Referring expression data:

______________________________

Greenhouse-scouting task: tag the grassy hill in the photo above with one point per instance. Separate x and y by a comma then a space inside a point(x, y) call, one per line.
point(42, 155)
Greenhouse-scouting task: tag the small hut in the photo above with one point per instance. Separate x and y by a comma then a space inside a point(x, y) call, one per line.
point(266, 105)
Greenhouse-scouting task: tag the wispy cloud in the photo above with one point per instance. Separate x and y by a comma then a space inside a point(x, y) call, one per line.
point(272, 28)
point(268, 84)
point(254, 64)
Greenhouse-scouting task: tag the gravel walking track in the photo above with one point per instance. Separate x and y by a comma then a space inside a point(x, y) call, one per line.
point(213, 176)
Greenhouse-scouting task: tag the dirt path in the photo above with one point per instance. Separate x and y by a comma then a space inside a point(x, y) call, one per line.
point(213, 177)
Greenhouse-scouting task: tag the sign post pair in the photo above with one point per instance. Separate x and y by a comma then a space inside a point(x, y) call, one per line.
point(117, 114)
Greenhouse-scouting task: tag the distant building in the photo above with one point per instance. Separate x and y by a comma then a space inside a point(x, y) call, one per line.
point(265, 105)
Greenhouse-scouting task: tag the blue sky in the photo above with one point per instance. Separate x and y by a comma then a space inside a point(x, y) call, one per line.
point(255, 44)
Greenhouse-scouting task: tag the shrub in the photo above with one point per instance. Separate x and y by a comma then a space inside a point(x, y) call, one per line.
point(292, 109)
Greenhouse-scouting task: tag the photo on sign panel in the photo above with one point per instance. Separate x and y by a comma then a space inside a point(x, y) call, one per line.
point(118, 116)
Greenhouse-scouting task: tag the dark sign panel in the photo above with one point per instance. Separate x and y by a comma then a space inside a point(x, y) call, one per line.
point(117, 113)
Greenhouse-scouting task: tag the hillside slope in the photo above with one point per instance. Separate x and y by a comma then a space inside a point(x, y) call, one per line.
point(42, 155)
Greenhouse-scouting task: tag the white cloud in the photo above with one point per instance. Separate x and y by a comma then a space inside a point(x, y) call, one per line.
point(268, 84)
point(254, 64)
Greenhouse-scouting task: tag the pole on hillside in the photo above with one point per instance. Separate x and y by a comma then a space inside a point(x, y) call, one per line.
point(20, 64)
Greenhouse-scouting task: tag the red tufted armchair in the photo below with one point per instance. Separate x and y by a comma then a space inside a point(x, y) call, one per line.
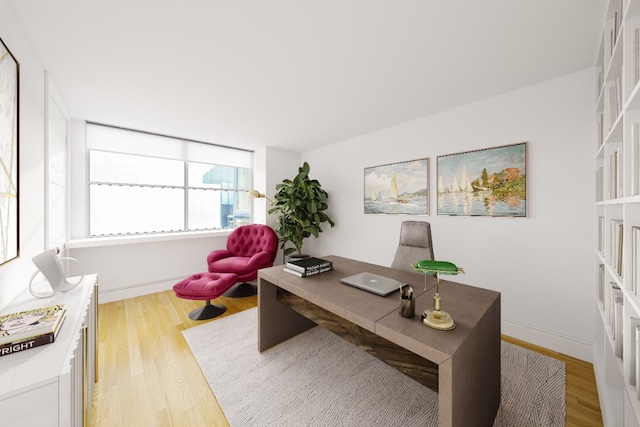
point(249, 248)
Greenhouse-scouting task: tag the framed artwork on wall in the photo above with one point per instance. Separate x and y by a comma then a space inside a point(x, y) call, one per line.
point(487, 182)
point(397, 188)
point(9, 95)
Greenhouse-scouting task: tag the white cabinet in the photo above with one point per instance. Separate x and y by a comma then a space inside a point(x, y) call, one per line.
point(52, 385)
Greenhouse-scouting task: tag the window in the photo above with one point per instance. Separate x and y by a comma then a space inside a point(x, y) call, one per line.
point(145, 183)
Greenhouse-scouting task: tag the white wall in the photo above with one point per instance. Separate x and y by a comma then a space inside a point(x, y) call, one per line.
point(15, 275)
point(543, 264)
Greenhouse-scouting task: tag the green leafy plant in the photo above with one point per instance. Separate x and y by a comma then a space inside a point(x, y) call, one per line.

______________________________

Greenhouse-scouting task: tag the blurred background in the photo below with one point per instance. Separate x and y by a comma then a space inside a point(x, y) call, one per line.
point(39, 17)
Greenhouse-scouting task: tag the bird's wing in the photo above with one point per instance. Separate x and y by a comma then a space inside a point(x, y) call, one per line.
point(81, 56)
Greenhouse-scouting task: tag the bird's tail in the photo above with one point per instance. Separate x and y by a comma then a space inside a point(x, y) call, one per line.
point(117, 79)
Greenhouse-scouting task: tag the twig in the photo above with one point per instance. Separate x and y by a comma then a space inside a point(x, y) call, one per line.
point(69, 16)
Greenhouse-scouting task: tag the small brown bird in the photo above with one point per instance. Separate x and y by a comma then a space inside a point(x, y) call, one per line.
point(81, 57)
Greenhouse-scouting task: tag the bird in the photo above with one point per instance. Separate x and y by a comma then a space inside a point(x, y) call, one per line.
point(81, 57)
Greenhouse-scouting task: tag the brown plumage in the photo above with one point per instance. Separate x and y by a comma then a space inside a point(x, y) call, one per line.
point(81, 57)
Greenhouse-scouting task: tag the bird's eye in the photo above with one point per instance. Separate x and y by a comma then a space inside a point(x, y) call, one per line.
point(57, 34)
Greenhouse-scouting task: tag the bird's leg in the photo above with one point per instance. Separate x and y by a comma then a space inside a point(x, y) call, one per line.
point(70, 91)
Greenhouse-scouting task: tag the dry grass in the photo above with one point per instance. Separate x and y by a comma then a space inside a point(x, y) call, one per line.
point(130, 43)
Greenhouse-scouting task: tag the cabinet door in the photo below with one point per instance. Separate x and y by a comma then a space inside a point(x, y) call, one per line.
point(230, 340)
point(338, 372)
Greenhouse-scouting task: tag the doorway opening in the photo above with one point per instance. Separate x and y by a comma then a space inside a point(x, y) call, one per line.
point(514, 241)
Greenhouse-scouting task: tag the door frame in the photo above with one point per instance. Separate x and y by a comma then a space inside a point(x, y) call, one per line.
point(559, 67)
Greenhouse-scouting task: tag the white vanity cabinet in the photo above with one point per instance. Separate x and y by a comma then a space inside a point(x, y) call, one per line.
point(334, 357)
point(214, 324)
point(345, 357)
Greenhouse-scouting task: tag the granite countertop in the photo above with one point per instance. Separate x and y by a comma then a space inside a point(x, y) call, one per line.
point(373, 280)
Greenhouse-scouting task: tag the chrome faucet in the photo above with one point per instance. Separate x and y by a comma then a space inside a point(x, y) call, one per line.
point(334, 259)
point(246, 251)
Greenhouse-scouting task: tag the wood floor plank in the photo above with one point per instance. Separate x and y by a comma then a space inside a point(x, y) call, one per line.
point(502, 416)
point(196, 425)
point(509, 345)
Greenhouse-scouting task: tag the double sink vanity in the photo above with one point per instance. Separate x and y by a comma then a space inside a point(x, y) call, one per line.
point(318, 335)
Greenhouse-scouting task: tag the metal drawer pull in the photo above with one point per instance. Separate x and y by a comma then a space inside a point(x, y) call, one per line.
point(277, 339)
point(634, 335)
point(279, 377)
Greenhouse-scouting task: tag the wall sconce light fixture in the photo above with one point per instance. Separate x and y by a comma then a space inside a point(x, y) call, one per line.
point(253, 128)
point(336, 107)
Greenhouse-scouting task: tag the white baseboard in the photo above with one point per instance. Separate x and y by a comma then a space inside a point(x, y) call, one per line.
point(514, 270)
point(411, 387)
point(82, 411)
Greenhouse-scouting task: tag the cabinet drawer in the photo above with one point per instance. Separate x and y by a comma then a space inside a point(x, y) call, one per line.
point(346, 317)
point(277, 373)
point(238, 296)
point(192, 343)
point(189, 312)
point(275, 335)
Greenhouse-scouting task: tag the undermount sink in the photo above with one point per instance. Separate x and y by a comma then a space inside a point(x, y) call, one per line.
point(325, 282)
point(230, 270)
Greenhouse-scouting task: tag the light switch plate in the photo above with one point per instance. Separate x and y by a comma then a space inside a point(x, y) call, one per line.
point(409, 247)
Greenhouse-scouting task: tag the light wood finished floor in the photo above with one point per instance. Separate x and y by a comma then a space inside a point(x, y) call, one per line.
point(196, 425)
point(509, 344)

______________________________

__The problem__
When the line with "Greenhouse-scouting task: tag the framed" is reached in the data above, begin copying, and stop after the line with "Greenhouse-scouting task: tag the green"; copy each line exactly, both ends included.

__Finished task__
Greenhouse-scouting task: tag the framed artwork on wall in the photo above with one point per instance. Separate x and y by a comma then a space inside a point(x, y) call, one per line.
point(487, 182)
point(397, 188)
point(9, 95)
Greenhouse-scouting task: tag the white cabinet in the photo above with one point per instance. Separate x and y by a comma then a space inside a point(x, y) call, one per line.
point(52, 385)
Greenhouse-scouting task: tag the window in the photo above with one point per instance. Separate x and y by a comma then a space inside a point(x, y) call, one per line.
point(145, 183)
Greenhouse-scouting task: tag the white wall in the photo above with one point per instance. Separate x and y by a comma then a space inside a point(x, y) call, one per line.
point(15, 275)
point(543, 264)
Greenhouse-scouting task: tag the green leafy plant in the photo above with one point per instance. Separate x and y by a comma then a space inside a point(x, y) call, one per line.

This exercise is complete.